§ **Provided information**:
-- -- --
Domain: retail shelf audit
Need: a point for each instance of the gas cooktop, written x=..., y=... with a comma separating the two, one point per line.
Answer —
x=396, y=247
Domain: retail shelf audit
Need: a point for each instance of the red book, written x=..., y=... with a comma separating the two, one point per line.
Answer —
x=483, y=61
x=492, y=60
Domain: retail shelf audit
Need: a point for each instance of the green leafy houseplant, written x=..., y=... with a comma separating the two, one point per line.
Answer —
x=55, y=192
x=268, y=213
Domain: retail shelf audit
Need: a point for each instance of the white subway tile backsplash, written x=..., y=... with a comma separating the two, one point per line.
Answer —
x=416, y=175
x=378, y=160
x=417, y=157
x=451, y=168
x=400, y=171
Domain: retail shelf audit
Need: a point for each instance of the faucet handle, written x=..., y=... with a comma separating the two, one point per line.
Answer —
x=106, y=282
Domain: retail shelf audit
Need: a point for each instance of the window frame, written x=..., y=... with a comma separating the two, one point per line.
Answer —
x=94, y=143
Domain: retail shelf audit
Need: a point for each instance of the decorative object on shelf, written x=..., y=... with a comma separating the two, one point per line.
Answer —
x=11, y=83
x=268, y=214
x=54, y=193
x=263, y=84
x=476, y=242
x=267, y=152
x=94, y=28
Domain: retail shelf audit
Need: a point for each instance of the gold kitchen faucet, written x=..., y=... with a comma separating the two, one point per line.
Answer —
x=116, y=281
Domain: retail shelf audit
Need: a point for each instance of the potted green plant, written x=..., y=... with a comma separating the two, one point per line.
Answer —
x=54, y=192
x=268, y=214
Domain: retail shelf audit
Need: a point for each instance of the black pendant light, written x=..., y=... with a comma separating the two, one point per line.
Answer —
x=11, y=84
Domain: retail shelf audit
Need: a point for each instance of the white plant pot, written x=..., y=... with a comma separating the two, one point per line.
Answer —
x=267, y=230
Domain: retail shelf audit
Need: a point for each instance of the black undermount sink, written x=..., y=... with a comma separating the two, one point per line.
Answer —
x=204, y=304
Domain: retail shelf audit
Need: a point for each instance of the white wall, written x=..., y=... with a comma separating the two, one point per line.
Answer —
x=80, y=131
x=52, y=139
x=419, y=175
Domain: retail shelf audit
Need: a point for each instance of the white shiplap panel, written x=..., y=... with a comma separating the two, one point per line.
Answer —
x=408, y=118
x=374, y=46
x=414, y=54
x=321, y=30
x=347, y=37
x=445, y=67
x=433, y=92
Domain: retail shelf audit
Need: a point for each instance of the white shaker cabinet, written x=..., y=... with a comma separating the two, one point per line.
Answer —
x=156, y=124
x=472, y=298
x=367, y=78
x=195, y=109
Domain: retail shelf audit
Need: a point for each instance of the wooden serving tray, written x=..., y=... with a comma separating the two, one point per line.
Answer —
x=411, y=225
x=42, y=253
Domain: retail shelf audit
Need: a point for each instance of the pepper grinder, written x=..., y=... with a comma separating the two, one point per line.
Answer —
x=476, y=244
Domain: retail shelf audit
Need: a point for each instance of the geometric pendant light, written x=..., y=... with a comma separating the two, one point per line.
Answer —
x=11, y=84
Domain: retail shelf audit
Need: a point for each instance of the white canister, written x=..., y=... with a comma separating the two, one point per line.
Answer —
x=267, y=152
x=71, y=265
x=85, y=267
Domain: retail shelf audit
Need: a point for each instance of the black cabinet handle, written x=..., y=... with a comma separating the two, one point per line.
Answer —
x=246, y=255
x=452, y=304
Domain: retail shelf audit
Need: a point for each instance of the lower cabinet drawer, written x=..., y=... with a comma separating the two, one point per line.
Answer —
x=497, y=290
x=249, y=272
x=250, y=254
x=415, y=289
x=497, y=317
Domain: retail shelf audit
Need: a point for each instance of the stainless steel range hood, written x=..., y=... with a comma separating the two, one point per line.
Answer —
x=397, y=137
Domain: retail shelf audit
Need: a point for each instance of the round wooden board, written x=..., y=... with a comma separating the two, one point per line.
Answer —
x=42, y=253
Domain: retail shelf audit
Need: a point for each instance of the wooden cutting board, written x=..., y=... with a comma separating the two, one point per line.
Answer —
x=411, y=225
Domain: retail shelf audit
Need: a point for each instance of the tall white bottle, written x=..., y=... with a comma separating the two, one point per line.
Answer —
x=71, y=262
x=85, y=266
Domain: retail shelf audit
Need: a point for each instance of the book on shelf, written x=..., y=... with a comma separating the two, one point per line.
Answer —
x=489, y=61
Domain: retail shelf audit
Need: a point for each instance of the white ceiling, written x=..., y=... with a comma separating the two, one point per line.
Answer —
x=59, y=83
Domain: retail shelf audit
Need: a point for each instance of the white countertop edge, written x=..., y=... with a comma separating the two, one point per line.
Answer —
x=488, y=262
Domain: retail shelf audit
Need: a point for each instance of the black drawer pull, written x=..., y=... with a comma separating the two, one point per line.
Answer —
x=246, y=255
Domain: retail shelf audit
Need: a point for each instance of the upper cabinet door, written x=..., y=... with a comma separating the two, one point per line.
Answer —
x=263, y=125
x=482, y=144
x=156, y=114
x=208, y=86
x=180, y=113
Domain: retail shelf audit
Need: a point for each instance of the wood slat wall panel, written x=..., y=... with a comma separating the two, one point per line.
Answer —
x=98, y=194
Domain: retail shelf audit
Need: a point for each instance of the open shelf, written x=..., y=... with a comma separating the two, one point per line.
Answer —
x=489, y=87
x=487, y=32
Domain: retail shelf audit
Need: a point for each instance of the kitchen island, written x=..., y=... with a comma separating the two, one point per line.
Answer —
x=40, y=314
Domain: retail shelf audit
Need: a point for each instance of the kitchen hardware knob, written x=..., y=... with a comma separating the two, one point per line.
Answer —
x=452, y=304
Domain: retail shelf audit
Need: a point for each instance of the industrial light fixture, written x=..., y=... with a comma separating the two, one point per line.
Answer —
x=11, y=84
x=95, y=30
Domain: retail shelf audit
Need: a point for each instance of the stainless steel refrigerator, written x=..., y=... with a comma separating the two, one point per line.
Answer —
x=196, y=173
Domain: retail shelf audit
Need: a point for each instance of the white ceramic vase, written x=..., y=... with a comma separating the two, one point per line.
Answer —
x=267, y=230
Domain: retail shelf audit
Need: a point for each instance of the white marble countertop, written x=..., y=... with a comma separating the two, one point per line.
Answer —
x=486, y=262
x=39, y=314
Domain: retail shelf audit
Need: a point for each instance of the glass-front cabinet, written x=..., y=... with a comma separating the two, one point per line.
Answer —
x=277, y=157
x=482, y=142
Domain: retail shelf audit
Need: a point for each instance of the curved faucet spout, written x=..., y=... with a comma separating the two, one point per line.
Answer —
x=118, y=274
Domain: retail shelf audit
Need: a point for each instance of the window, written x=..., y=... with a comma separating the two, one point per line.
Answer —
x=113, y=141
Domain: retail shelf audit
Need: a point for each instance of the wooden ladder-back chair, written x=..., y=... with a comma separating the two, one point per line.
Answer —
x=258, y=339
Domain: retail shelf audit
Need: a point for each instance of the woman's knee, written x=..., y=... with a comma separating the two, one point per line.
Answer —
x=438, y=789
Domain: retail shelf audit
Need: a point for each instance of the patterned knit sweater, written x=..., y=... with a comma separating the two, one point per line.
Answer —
-- -- --
§ **Set exercise**: Add 60 to both coordinates in each answer point, and write out the listing from its first line up to and including the line with "x=396, y=247". Copy every other line in that span as it stands.

§ **Output of the exercise**:
Domain: retail shelf audit
Need: a point for each instance of the gas cooktop, written x=..., y=... with a comma separating the two, one point per line.
Answer —
x=456, y=307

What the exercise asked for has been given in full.